WHAT YOU WILL DO>
Copy out the data below. Leave nothing out and alter nothing.

LISTED RECORDS>
_ _ _ _

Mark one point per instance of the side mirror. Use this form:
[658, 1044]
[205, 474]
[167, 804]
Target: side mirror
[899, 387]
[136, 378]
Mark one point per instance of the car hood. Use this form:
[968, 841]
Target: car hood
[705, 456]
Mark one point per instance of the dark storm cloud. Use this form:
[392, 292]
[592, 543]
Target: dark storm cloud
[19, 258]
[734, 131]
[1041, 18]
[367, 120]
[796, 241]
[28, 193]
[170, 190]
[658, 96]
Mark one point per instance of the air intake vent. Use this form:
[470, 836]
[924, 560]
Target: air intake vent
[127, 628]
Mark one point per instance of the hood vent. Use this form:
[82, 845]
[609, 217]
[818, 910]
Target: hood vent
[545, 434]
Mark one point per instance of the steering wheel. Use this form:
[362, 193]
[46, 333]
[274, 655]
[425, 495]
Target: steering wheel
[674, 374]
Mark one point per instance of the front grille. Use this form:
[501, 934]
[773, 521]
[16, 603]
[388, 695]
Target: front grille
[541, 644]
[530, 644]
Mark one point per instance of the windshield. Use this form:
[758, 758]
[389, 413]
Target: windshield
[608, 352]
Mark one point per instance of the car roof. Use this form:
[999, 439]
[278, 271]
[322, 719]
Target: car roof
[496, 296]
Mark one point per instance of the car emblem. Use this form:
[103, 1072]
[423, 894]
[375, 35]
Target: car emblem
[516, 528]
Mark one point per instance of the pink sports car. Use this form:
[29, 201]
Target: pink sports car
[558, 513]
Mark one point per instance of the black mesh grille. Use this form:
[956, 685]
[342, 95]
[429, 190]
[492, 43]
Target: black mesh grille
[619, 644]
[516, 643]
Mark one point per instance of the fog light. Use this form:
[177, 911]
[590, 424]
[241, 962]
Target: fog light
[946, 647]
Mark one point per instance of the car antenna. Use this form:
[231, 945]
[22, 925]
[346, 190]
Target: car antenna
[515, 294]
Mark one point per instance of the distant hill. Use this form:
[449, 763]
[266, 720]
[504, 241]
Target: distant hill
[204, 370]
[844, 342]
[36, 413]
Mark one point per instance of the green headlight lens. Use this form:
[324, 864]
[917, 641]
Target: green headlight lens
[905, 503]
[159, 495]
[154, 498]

_ _ _ _

ANSWER AREA>
Mark one point per instance of the side mirror. Use this form:
[658, 1044]
[205, 474]
[167, 804]
Target: side mirror
[899, 387]
[136, 378]
Mark one point per instance of the car hood. Use this form:
[968, 841]
Target: car hood
[705, 456]
Mark one point per instance of the dark storm cloud. Use this form:
[392, 292]
[592, 543]
Target: dark storm cloud
[19, 258]
[734, 131]
[1041, 18]
[367, 120]
[796, 241]
[28, 193]
[170, 190]
[658, 96]
Mark one point per instance of the air intake vent. Use this form:
[470, 836]
[924, 560]
Target: air intake vent
[127, 628]
Mark one point per instance of the hood vent. Use this form:
[82, 845]
[609, 217]
[818, 910]
Target: hood vent
[545, 434]
Mark one point per instance of the steering wheel. Use this form:
[362, 193]
[46, 333]
[274, 655]
[425, 495]
Target: steering wheel
[674, 374]
Mark one point per instance of the front grille. Use this form:
[501, 934]
[773, 521]
[16, 603]
[388, 695]
Target: front grille
[541, 644]
[530, 644]
Mark one point per instance of the windshield. Use this form:
[758, 758]
[389, 413]
Target: windshield
[608, 352]
Mark one point per instance of the car roof. Use this form:
[999, 439]
[278, 271]
[322, 719]
Target: car roof
[496, 296]
Mark one point per instance of the car emblem. Use this form:
[103, 1072]
[423, 894]
[375, 35]
Target: car emblem
[516, 528]
Mark one point per instance of the pink sports car. Use this form:
[29, 201]
Target: pink sports car
[558, 513]
Mark one point per instance of the black mesh grille. Use this form:
[956, 685]
[342, 95]
[429, 190]
[492, 43]
Target: black mesh grille
[619, 644]
[516, 643]
Mark one point per instance of the fog light. Use this form:
[177, 911]
[590, 424]
[241, 962]
Target: fog light
[946, 647]
Mark one point per instance of the car antenna. Use this form:
[231, 945]
[22, 925]
[346, 190]
Target: car antenna
[515, 294]
Mark one point per instance of the distant hill. Use this form:
[449, 763]
[266, 720]
[504, 241]
Target: distant hill
[204, 370]
[844, 342]
[36, 413]
Mark one point per instance of the green headlight lens. Use this form:
[324, 864]
[917, 641]
Target: green headlight lens
[905, 503]
[159, 495]
[154, 498]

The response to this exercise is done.